** Text provided follows **

The Knesset committee was chaired by MK Yoel Hasson, who also focused on the lack of hospital manpower and hospital beds in an emergency of such magnitude.

He said that in the next attack, the public will be “much less forgiving” of the authorities’ shortcomings than they were in the Second Lebanon War.

Hasson warned that even the Japanese – who were well prepared for the possibility of a strong earthquake – were “surprised” by the force of the last quake. “We in Israel are always on the edge of an emergency situation,” he said.

While it is true that not every eventuality can be safely managed, Hasson added that “one can plan better than we have today. We still have not received satisfactory answers from the Health Ministry and Magen David Adom on the lack of manpower and hospital beds.”



Only some hospitals in the north and south were fortified with underground emergency rooms, surgical theaters and other vital facilities – and this took much time and private fundraising when state funding was inadequate.

But Adatto said that due to enemy missiles having longer ranges and more power, all the general, geriatric, rehabilitation and psychiatric hospitals around Israel could have to admit wounded patients.

Thus all of them needed fortification, she said.

Adatto added that even during an ordinary, flu-ridden winter season, there are ordinarily about 10,000 acute hospital patients.

** End of Text provided **
** Recorded data follows **

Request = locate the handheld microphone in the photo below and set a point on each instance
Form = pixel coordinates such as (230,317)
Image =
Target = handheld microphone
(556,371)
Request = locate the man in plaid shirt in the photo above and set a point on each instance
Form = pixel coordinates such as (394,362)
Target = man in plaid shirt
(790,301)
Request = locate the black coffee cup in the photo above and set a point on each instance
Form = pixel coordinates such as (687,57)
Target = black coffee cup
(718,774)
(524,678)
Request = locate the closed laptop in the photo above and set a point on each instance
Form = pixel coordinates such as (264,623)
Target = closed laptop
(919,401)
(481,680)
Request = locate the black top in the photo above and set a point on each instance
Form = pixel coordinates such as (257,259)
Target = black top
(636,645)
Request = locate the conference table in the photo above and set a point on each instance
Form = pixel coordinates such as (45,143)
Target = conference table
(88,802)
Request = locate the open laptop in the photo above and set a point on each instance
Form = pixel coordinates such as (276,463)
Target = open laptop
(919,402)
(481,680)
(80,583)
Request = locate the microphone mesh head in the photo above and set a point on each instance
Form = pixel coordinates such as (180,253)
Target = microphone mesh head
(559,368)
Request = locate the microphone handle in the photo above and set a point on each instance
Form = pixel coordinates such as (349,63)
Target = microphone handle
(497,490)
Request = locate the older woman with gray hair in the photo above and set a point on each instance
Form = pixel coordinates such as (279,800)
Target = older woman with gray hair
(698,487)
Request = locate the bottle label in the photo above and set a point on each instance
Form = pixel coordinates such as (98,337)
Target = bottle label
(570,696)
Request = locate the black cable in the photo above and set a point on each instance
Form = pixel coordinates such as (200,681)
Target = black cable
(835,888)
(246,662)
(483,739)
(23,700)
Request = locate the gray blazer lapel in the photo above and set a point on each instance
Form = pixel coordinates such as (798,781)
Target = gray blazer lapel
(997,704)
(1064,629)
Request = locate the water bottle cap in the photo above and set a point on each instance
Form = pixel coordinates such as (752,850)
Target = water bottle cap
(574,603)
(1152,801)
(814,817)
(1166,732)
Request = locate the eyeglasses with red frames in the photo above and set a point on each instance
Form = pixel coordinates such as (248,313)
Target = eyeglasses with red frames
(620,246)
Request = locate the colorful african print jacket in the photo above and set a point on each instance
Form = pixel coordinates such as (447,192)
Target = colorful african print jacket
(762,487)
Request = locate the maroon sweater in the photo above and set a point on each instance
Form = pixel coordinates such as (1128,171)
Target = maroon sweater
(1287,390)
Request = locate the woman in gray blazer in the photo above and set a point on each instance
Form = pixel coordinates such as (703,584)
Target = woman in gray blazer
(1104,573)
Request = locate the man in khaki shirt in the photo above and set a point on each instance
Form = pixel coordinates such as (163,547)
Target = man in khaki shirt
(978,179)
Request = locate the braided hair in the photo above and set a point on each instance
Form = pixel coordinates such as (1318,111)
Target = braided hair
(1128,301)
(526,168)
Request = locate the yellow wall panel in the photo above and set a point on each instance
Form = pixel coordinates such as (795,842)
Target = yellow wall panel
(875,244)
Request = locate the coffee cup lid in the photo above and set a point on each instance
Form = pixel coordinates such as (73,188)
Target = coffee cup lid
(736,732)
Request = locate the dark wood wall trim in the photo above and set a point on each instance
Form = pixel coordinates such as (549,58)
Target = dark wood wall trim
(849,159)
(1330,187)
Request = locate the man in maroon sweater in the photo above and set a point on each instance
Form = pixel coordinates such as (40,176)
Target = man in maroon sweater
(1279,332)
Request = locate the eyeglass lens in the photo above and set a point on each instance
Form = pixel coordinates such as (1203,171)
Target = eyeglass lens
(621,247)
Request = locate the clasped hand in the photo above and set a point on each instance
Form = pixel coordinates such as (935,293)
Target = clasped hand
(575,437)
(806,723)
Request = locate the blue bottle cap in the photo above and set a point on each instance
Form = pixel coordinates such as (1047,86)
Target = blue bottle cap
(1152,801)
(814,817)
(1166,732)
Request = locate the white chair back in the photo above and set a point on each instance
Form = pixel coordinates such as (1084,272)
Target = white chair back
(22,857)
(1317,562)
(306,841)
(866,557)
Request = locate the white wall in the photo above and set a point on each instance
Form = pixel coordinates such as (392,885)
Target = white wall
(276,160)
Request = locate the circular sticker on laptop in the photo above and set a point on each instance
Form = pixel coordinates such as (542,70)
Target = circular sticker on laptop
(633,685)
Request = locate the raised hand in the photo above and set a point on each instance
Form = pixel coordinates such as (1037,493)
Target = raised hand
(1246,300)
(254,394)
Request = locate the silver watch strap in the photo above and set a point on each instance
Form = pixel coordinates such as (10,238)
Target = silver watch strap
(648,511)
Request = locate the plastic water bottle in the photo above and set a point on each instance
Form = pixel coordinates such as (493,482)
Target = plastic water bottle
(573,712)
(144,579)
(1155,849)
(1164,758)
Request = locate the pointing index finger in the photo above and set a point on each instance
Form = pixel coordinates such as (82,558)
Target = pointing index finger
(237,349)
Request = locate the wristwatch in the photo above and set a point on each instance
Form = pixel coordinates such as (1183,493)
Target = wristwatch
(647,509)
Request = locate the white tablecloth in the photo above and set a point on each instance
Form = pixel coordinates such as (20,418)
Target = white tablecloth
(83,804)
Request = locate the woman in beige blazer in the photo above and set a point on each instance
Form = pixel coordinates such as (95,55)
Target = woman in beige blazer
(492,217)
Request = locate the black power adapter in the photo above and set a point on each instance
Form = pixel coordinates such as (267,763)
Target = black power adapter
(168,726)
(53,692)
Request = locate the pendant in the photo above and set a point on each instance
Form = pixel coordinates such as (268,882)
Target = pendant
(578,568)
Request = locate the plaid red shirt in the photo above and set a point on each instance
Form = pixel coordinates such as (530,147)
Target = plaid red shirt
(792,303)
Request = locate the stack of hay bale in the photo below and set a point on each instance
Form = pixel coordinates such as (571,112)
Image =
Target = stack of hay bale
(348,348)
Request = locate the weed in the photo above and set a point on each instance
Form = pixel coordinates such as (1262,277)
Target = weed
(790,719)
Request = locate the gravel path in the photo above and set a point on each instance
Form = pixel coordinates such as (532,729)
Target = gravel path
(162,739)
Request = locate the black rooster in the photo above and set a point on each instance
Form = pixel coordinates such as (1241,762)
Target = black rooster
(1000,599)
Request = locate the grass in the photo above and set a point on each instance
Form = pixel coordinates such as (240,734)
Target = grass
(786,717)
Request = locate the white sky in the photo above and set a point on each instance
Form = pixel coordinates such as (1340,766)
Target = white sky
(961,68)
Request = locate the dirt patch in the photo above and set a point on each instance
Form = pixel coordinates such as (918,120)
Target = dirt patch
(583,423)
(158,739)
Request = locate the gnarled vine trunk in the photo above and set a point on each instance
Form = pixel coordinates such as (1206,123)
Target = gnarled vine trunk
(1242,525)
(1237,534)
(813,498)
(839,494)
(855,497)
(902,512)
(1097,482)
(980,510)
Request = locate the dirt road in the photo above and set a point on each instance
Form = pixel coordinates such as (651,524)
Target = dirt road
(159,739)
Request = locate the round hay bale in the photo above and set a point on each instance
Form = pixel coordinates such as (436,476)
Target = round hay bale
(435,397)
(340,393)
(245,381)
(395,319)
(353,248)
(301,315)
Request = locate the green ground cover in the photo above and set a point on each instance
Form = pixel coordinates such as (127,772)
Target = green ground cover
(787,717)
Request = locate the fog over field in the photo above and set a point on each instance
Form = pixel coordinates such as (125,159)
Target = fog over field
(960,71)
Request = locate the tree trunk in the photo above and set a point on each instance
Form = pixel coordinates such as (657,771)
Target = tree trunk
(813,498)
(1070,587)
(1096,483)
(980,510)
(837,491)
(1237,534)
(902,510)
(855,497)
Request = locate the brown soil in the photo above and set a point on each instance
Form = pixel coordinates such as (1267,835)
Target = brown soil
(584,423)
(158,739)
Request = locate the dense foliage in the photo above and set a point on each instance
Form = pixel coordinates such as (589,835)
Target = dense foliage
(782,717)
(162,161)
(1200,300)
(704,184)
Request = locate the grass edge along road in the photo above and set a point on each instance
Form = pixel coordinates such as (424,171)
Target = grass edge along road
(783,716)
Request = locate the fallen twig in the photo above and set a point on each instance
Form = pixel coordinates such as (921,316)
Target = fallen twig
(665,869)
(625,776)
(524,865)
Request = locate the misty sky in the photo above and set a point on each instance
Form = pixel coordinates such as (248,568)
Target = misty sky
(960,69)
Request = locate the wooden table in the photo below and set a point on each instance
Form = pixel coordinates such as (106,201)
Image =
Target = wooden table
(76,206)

** End of Recorded data **

What you are asked to do —
Carry on the news report about Israeli hospital readiness for wartime emergencies, starting after its final sentence. The entries are drawn from a separate source unrelated to the text.

Reply —
“But we also have to prepare for an earthquake, or a war at the same time,” she said. “It is still not clear who would manage such an occurrence – the Ministry, the Israel Defense Forces or a National Emergency Authority.”

Lev, a longtime senior ministry official, said “in five years, hospital fortification will be much improved.” He agreed with Adatto that all hospitals need to be fortified, but due to financial limitations the priority now is mostly for those in the periphery.

Ziv Hospital director Dr. Oscar Embon warned that although his hospital was hit from missiles in the Second Lebanon War, it has not been fortified.

“We are still far away from this because no budget has been found,” he cautioned.

“Also in the event of an earthquake, Ziv is on the top of the list of unprepared hospitals, but it is not being readied.”